Top Immunity Boosting Vitamin: How To Increase Intake Of Vitamin C
L-ascorbic acid (Vitamin C) is a vitamin found naturally in some foods, while it’s added to others and available as a supplement as well. Unlike the majority of animals, humans have to seek it out through diet (or supplement).
It’s a valuable immune system booster and vital in the biological synthesis of L-carnitine, collagen, and a variety of neurotransmitters. So, as you can see it has a valuable role to play within the body. The big question is how do you increase your intake of Vitamin C?
The obvious choice is to opt for a supplement. It’s the easiest and most efficient way to ensure an increase in your vitamin C intake. However, if you want to truly benefit from the increased intake of vitamin C, then doing it through your diet is the best way for you to do this.
First, let’s look at the importance of vitamin C.
• Vitamin C helps protect cells; it keeps them healthy.
• Vitamin C helps maintain healthy bones, cartilage, skin, and blood vessels.

○ ○ ○ ○ ○

*DIRECTIONS FOR THIS TASK*
Repeat everything in the vitamin C article from "It’s a valuable" down to "to do this.", word for word.

Collection entries:
○ ○ ○ ○ ○

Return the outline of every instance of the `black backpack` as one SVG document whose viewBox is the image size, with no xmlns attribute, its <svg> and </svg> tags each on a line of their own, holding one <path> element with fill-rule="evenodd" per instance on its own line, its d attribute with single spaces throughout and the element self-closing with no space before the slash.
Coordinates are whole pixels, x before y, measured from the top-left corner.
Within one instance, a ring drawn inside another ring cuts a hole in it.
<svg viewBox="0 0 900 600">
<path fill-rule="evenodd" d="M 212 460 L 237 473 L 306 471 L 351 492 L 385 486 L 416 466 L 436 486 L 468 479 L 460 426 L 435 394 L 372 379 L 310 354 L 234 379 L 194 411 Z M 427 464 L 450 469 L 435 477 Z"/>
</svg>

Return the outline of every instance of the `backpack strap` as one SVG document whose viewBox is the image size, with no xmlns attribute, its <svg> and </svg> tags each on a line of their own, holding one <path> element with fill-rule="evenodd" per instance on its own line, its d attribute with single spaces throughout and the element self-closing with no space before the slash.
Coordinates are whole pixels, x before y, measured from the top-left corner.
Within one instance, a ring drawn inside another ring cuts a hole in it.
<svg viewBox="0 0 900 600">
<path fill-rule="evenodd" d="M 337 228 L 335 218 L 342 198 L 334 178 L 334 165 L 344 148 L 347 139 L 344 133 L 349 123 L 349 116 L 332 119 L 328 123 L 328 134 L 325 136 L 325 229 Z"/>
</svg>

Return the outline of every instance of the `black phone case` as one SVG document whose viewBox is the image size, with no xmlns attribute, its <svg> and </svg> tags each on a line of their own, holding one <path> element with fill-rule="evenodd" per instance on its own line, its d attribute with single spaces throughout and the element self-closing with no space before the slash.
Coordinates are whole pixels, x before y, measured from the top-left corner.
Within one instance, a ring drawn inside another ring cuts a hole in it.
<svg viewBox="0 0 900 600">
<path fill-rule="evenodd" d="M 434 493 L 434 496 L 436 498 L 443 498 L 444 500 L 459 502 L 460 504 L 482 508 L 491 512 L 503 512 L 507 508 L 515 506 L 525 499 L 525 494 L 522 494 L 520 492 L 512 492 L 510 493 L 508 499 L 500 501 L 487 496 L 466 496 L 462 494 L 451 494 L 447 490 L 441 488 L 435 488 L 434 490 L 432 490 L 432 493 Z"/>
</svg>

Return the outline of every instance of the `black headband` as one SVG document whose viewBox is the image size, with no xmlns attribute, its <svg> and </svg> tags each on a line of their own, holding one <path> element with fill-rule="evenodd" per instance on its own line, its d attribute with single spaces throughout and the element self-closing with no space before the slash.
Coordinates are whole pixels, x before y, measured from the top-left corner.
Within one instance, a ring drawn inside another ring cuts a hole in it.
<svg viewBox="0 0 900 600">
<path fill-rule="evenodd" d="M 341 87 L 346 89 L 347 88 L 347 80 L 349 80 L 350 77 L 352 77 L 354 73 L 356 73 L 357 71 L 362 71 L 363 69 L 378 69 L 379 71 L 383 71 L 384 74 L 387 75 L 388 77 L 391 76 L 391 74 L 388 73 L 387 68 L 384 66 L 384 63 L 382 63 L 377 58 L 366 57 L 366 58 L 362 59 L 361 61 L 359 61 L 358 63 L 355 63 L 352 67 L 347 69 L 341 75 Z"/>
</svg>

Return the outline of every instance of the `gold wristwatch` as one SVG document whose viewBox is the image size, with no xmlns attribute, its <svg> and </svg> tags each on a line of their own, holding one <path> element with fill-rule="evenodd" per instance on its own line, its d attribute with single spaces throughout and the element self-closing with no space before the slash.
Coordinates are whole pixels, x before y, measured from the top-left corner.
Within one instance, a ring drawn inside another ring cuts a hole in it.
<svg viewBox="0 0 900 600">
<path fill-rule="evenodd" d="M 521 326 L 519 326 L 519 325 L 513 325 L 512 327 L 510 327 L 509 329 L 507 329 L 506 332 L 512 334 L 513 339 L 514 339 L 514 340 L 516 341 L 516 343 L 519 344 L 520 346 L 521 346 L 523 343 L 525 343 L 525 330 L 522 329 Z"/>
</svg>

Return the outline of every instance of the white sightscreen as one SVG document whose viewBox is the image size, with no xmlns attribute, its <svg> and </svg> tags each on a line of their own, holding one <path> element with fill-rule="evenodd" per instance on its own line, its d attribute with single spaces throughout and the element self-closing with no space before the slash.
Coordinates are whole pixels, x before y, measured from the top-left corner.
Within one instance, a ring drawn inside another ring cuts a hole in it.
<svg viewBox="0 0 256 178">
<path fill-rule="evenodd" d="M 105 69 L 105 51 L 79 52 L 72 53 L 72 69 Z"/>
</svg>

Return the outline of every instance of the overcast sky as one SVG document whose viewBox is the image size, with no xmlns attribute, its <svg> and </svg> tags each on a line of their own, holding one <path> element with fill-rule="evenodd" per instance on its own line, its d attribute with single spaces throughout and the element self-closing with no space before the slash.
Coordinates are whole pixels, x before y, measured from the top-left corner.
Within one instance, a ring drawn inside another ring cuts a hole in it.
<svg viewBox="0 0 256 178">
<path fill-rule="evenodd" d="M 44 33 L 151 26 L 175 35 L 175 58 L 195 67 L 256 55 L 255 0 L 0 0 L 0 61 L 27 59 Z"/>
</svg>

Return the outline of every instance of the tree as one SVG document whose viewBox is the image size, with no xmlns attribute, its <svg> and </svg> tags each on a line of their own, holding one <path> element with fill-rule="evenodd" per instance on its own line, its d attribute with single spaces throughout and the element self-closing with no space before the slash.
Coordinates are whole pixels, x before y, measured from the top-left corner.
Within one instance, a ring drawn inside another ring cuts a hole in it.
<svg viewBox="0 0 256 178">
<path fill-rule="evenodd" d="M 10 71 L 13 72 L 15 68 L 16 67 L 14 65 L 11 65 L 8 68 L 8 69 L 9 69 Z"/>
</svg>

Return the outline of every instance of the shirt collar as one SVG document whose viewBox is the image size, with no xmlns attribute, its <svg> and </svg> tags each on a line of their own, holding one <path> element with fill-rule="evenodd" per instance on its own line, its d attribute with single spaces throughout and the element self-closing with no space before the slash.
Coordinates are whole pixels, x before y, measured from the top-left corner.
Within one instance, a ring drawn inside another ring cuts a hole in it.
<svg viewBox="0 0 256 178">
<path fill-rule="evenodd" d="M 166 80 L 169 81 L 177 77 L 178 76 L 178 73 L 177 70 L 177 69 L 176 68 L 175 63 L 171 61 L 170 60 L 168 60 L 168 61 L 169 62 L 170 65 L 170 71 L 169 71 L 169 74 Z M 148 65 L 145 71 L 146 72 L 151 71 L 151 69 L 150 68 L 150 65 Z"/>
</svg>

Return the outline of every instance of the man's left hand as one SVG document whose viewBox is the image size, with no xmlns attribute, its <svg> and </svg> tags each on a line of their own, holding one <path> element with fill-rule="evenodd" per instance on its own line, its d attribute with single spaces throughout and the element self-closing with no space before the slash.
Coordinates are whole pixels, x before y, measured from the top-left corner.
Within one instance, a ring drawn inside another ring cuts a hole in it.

○ ○ ○ ○ ○

*EXERCISE ANSWER*
It’s a valuable immune system booster and vital in the biological synthesis of L-carnitine, collagen, and a variety of neurotransmitters. So, as you can see it has a valuable role to play within the body. The big question is how do you increase your intake of Vitamin C?
The obvious choice is to opt for a supplement. It’s the easiest and most efficient way to ensure an increase in your vitamin C intake. However, if you want to truly benefit from the increased intake of vitamin C, then doing it through your diet is the best way for you to do this.